> [Directions]:
Return every line in the records below that contains the word "round". Give each line in full.

(Object position labeling entries)
....................

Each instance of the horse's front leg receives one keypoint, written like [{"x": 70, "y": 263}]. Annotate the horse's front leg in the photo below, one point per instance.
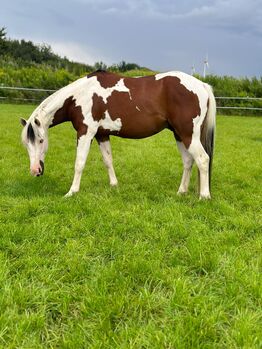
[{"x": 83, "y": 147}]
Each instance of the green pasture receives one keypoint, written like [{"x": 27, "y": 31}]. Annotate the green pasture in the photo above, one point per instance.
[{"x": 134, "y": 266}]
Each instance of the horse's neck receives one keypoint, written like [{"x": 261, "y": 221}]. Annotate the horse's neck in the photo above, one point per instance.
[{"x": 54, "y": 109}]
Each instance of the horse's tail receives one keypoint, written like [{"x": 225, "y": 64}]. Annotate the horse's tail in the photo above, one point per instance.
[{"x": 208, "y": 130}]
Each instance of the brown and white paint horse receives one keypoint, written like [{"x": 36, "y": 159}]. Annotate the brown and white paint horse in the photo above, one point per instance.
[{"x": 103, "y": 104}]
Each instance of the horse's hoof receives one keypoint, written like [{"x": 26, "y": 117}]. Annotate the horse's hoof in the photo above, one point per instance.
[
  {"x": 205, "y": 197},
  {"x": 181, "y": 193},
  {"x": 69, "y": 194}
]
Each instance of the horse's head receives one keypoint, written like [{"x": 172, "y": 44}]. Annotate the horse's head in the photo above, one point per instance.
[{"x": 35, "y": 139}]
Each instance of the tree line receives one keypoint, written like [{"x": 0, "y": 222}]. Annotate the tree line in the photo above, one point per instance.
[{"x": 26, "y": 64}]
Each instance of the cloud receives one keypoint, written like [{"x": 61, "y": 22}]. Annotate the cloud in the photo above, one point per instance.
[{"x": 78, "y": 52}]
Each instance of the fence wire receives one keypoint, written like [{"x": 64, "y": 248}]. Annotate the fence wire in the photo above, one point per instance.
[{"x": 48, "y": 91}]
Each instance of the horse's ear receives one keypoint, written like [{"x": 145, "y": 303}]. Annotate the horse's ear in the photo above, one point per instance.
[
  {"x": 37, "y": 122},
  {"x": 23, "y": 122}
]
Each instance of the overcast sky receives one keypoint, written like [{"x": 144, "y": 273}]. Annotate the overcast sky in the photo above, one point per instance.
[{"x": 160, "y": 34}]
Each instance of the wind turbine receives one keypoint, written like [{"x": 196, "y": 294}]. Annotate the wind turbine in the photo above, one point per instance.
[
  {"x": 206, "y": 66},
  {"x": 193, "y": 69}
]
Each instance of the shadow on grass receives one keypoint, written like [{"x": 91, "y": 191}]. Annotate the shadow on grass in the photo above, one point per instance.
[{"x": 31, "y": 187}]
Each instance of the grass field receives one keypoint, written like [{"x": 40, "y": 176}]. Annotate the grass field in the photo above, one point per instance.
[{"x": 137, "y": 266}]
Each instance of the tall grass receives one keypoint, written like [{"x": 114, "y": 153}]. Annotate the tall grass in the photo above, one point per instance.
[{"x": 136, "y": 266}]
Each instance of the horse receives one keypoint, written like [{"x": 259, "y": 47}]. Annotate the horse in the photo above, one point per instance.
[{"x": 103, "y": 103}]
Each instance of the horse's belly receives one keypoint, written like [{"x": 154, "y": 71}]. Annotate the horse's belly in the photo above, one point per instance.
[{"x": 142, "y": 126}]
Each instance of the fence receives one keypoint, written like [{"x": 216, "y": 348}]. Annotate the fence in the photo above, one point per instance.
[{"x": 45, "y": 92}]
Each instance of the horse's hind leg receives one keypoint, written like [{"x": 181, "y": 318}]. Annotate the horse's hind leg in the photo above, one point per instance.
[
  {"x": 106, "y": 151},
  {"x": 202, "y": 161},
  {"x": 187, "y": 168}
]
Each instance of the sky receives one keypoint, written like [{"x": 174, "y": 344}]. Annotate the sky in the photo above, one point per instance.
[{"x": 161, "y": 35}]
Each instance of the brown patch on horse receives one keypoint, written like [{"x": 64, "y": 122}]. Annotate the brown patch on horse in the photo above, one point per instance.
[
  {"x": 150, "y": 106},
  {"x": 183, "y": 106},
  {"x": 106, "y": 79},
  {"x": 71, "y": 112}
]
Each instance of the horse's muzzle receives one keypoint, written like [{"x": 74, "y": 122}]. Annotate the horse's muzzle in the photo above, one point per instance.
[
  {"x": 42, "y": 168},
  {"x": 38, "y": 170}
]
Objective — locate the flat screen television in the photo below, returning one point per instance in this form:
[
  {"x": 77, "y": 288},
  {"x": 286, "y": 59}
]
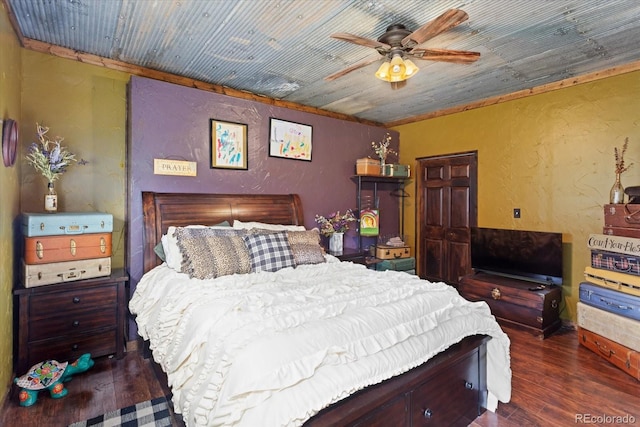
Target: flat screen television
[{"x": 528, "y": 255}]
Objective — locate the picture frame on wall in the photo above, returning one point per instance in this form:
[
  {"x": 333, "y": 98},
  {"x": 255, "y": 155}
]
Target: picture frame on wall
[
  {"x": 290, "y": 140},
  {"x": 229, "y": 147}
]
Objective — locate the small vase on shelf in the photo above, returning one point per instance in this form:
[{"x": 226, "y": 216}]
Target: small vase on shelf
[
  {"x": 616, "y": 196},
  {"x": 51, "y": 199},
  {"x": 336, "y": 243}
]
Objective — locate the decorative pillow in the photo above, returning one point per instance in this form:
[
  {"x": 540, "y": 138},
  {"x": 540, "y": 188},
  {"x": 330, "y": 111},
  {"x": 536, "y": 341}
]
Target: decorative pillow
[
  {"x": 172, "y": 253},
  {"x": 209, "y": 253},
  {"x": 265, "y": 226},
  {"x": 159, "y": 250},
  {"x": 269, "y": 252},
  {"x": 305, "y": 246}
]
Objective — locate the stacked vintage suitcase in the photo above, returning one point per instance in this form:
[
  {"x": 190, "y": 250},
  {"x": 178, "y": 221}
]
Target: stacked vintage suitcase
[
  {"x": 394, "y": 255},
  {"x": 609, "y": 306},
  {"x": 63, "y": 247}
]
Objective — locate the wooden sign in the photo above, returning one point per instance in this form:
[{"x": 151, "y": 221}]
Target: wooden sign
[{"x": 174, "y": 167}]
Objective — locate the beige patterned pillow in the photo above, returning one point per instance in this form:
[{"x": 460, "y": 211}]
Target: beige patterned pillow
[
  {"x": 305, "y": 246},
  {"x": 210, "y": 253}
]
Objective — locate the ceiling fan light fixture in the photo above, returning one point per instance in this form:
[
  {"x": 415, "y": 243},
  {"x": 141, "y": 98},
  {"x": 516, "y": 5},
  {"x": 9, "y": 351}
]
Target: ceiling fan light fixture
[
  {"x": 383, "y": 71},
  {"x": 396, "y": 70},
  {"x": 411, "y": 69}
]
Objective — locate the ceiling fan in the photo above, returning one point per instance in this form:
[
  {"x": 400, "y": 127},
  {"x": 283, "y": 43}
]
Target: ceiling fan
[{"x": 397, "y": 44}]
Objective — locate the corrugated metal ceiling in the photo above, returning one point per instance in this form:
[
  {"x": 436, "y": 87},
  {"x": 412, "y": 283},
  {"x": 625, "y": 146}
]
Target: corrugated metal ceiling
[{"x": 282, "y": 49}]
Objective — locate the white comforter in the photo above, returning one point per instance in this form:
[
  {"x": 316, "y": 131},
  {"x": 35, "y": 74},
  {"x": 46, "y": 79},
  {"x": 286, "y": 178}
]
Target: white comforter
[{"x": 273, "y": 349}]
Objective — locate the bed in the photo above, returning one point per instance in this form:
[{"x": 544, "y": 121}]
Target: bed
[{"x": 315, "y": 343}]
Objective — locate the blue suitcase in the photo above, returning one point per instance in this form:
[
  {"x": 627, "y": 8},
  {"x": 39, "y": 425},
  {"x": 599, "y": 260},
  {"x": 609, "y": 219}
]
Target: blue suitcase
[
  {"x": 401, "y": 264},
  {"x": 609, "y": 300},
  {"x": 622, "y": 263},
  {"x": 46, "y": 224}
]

....................

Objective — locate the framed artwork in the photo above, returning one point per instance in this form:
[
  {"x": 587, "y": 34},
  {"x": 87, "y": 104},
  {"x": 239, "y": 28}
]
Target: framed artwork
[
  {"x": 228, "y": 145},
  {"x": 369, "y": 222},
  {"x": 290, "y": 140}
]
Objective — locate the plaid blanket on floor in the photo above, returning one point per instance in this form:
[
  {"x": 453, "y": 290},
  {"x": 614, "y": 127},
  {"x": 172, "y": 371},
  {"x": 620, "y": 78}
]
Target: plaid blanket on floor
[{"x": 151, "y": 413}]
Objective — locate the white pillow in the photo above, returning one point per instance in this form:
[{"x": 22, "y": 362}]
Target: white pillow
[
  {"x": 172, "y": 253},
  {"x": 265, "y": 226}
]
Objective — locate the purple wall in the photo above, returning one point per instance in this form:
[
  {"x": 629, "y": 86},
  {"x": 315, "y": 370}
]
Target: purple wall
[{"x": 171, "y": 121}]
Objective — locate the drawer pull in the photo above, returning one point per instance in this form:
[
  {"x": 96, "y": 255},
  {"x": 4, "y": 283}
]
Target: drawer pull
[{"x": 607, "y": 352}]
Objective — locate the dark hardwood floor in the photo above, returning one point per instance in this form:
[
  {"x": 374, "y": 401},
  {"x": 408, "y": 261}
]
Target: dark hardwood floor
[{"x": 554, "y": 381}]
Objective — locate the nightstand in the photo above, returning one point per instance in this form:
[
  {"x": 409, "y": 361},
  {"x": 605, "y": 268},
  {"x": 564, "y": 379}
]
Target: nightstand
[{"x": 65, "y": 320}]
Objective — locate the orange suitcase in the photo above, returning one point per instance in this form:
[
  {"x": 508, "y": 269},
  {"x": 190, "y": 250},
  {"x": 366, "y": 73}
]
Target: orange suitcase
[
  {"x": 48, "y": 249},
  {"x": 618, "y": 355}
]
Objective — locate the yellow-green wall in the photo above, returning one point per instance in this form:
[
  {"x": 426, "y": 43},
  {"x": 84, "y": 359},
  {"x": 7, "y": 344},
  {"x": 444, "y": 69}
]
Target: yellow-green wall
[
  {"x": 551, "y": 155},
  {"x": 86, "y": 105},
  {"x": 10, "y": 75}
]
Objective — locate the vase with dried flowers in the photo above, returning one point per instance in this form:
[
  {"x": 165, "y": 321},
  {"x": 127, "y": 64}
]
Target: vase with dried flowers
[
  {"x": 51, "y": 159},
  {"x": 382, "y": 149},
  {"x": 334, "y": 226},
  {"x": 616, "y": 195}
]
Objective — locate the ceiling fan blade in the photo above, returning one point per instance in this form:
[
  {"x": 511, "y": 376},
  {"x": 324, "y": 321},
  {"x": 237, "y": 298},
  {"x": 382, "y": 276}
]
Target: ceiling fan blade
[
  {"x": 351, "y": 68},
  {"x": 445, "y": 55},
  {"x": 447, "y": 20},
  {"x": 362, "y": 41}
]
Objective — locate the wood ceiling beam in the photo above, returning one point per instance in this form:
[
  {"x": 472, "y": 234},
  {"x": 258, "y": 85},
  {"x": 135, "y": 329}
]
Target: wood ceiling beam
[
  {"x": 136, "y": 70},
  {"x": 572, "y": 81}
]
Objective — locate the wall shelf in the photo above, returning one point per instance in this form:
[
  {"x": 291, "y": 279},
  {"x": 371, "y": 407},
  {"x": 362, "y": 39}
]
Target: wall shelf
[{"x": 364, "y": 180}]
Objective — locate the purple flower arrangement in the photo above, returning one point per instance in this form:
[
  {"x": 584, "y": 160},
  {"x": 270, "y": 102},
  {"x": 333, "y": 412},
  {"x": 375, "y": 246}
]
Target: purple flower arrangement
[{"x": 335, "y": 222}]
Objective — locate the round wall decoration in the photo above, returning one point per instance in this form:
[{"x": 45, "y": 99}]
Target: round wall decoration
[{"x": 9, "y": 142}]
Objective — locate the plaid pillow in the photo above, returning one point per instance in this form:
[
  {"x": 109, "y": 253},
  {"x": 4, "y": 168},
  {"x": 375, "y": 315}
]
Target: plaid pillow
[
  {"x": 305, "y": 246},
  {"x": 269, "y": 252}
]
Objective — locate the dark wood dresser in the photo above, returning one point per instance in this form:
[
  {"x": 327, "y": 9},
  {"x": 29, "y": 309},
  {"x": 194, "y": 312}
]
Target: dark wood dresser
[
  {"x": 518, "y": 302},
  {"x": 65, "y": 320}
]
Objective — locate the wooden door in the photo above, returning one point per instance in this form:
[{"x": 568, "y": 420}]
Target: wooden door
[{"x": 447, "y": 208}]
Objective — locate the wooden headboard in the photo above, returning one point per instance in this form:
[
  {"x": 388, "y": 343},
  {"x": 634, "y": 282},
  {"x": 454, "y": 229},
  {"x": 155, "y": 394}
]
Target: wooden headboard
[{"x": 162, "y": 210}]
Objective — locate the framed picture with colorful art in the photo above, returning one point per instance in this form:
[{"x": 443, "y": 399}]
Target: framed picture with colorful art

....................

> [Complete answer]:
Objective — locate the round wall decoration in the photo above, returning one point per instance in this form:
Target: round wall decoration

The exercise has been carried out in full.